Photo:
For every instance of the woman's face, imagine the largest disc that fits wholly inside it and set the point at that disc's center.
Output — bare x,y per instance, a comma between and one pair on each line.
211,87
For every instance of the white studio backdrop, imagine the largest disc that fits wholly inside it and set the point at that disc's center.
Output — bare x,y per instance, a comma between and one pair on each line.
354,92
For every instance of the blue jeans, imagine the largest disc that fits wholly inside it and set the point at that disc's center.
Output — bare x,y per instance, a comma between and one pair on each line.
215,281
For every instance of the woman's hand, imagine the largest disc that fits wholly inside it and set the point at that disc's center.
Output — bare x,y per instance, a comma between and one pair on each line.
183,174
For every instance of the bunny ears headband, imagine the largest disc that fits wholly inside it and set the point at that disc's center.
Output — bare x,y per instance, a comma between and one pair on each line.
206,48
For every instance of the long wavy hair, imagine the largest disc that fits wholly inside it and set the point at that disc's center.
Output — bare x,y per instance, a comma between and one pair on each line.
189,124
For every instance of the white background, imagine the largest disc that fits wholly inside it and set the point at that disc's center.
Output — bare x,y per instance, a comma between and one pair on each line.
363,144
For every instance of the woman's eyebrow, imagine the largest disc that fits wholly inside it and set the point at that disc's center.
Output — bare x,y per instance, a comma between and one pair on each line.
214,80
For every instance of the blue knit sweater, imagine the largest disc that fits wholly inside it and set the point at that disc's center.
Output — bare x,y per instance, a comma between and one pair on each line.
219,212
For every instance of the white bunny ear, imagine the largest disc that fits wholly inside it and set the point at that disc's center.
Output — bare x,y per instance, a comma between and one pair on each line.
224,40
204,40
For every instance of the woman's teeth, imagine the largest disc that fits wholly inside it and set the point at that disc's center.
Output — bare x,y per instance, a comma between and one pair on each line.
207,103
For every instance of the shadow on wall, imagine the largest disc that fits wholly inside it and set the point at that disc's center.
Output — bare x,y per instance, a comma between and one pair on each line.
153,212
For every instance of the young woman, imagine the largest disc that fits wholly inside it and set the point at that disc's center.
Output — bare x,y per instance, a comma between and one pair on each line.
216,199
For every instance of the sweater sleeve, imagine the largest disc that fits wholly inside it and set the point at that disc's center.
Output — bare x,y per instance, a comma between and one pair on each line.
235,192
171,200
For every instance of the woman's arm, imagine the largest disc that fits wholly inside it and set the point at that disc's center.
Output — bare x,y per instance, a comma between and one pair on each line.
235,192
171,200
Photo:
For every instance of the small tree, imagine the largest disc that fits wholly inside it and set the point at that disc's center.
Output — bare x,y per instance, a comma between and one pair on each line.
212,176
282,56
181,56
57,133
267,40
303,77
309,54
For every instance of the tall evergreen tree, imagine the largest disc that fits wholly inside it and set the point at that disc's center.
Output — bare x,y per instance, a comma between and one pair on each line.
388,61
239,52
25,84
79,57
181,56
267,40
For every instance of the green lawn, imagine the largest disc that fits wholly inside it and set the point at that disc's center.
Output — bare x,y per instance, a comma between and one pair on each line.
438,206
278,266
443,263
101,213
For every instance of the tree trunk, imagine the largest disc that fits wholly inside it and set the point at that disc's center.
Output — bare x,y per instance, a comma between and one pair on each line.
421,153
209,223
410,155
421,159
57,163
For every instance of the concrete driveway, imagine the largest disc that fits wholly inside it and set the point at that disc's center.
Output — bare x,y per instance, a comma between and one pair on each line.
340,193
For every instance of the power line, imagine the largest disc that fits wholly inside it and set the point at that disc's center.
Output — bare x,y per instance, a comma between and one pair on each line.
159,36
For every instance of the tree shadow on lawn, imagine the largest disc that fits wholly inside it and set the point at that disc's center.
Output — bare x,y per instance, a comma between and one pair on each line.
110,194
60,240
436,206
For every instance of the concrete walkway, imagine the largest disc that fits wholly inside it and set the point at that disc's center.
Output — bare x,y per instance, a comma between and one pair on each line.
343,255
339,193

+===+

_WHAT TO PRODUCE_. Output every line of the data above as a JSON list of strings, one string per line, leaving out any blank lines.

_RESULT OF THIS EXERCISE_.
[
  "Photo:",
  "For every instance of the woman's face, imagine the largest disc that fits wholly inside it and set the point at that disc's center.",
  "Output — bare x,y per instance, a comma between and one pair on each line.",
  "211,87",
  "For every instance of the white studio backdrop, imagine the largest disc that fits wholly inside it and set the point at that disc's center.",
  "Output — bare x,y per instance, a comma between and one pair on each line.",
  "354,92",
  "For every instance of the blue jeans, imagine the largest disc that fits wholly inside it and set the point at that disc's center.",
  "Output — bare x,y per instance, a comma between and one pair on each line.",
  "215,281",
  "For every instance of the woman's hand, imagine the largest disc that fits wholly inside it and set the point at that disc's center.",
  "Output — bare x,y per instance, a comma between and one pair on each line.",
  "183,174",
  "For every instance of the bunny ears headband, imagine the largest disc that fits wholly inside it and set the point at that disc's center.",
  "Output — bare x,y per instance, a comma between and one pair on each line.",
  "206,48",
  "For every instance of the long wavy hair, imagine the largest disc that fits wholly inside it and set the point at that disc's center.",
  "Output — bare x,y per instance, a comma between and one pair on each line.",
  "189,124",
  "For every instance of the white background, imagine the largest disc that fits wholly inside it and set the point at that disc's center.",
  "Output — bare x,y per instance, a comma between and one pair on each line.",
  "363,144",
  "For every instance of the woman's eyebrow, imagine the largest disc that fits wholly inside it and set the point at that disc's center.",
  "Output — bare x,y per instance, a comma between and one pair on each line.",
  "214,80",
  "For every instance of the blue knit sweater, imagine the largest disc that fits wholly inside it and set the point at that disc's center.",
  "Output — bare x,y per instance, a comma between and one pair on each line.",
  "219,212",
  "For every instance of the white bunny ear, imagine the largest disc that fits wholly inside it and set the point at that disc's center.",
  "Output — bare x,y per instance, a comma between and one pair on each line.",
  "224,40",
  "204,40",
  "For every instance of the woman's teeth, imagine the largest disc that fits wholly inside it and set the point at that disc's center.",
  "Output — bare x,y per instance, a comma between and one pair on each line.",
  "207,103",
  "For every instance of the shadow on wall, imagine the largest disc that fits wholly inside it and set the point at that disc's center.",
  "Output — bare x,y per instance, a comma between and one pair on each line.",
  "153,212",
  "For every instance of the young woman, imagine the largest disc that fits wholly inside it and set the point at that disc's center.",
  "Output — bare x,y per instance, a comma between and one pair on each line.",
  "216,199",
  "For every instance of the sweater sleeve, imagine the largest disc that fits wholly inside it and set the point at that disc's center.",
  "Output — bare x,y per instance, a comma between and one pair on each line.",
  "235,192",
  "171,200",
  "For every instance of the woman's arm, imagine the largest disc that fits wholly inside it and set the point at that disc's center.",
  "Output — bare x,y per instance, a comma between and one pair on each line.",
  "235,192",
  "171,200",
  "Photo:",
  "For every instance of the small tree, imagine the largest disc that fits wholly inside it and set the point at that disc's center.",
  "Output — bare x,y per instance, a comma between and one pair on each line.",
  "212,176",
  "282,56",
  "181,56",
  "57,133",
  "267,40",
  "303,77",
  "309,54",
  "For every instance of the tall evergreen tree, imagine the largest disc that fits wholly inside it and set the point at that disc's center.",
  "Output — bare x,y per instance, a comma between and one pair on each line.",
  "388,61",
  "239,52",
  "25,84",
  "79,57",
  "181,56",
  "267,40",
  "For every instance of the green lawn, imagine the largest disc that fits wholly inside it and set the point at that disc's center.",
  "Output — bare x,y per instance, a comma between and one pair on each line.",
  "438,206",
  "278,266",
  "443,263",
  "101,213",
  "For every instance of the tree trunk, imagine the largest disc that fits wholly inside it and set the point at that disc's center.",
  "Output — bare x,y per instance, a comma between and one pair on each line.",
  "421,153",
  "209,223",
  "410,155",
  "421,159",
  "57,163",
  "For every instance of the concrete driveway, imagine the largest disc that fits wholly inside it and set the point at that disc's center.",
  "Output — bare x,y per instance, a comma between and one pair on each line.",
  "340,193",
  "For every instance of the power line, imagine the largest disc that fits wholly inside it and set the point at that disc's center.",
  "Output — bare x,y per instance, a comma between and one pair on each line.",
  "159,36",
  "For every instance of the tree shadow on lawn, imagine the largest disc that fits wholly inside it and set the point at that disc's center.",
  "Output — bare x,y per instance, a comma between and one pair on each line.",
  "110,194",
  "60,240",
  "436,206",
  "For every instance of the concrete walkway, imagine the largest disc that fits wholly inside it and set the point at that disc's center.",
  "Output — bare x,y per instance, a comma between and one pair on each line.",
  "343,255",
  "339,193"
]